===== DATA ROWS =====

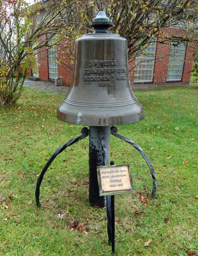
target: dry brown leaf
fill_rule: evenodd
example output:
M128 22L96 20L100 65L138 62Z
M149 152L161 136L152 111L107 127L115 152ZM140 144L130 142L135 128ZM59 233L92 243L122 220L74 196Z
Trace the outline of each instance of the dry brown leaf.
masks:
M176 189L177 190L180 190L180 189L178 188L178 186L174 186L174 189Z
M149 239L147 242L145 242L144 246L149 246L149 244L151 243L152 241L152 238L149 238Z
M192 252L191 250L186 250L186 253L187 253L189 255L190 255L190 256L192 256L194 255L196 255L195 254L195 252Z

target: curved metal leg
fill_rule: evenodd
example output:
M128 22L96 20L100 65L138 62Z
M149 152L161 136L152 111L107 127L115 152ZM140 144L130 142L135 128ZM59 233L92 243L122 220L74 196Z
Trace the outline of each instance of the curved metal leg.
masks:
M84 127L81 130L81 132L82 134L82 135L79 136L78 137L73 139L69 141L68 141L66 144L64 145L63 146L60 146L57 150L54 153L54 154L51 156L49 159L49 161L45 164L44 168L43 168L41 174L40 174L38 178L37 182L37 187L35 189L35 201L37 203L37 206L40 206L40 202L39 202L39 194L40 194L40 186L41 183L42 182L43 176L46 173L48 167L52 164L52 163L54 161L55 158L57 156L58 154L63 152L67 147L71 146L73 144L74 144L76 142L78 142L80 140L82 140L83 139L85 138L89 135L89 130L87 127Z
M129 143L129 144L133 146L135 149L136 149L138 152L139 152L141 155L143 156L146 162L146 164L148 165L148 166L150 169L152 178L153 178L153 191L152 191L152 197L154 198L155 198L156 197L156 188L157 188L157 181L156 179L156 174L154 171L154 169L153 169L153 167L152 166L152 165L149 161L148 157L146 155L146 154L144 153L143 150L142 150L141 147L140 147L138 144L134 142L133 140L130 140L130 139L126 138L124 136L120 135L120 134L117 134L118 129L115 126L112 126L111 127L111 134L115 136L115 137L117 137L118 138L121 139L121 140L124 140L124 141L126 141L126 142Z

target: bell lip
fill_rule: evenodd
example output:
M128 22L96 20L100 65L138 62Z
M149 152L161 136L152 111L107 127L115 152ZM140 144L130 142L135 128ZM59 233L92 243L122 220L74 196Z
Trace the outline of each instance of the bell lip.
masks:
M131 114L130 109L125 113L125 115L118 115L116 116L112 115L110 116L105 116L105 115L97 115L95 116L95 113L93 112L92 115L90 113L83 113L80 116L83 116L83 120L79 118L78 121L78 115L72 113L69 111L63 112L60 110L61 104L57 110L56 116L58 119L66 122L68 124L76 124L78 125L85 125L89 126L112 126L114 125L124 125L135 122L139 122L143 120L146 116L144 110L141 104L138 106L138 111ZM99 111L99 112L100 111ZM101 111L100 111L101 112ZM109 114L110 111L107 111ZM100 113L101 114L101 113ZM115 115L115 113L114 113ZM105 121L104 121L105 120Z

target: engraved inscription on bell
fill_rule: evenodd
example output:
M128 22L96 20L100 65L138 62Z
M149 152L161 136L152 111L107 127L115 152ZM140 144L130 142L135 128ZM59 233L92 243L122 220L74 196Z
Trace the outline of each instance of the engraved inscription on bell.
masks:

=====

Reproduce the stretch from the start of the rows through the line containing "M192 252L191 250L186", with "dry" replaced by "withered" and nothing else changed. Leave the pictures out.

target: withered brown leaf
fill_rule: evenodd
example output:
M128 22L96 20L100 65L138 62Z
M149 152L161 136L152 111L107 127L115 152ZM140 144L130 142L135 128ZM59 233L92 243L122 220L74 196Z
Trace the outline of each instance of the withered brown leaf.
masks:
M176 189L177 190L180 190L180 189L178 188L178 186L174 186L174 189Z
M149 239L147 242L145 242L144 246L149 246L149 244L151 243L152 241L152 238L149 238Z
M192 252L191 250L186 250L186 253L187 253L189 255L190 255L190 256L192 256L194 255L196 255L195 254L195 252Z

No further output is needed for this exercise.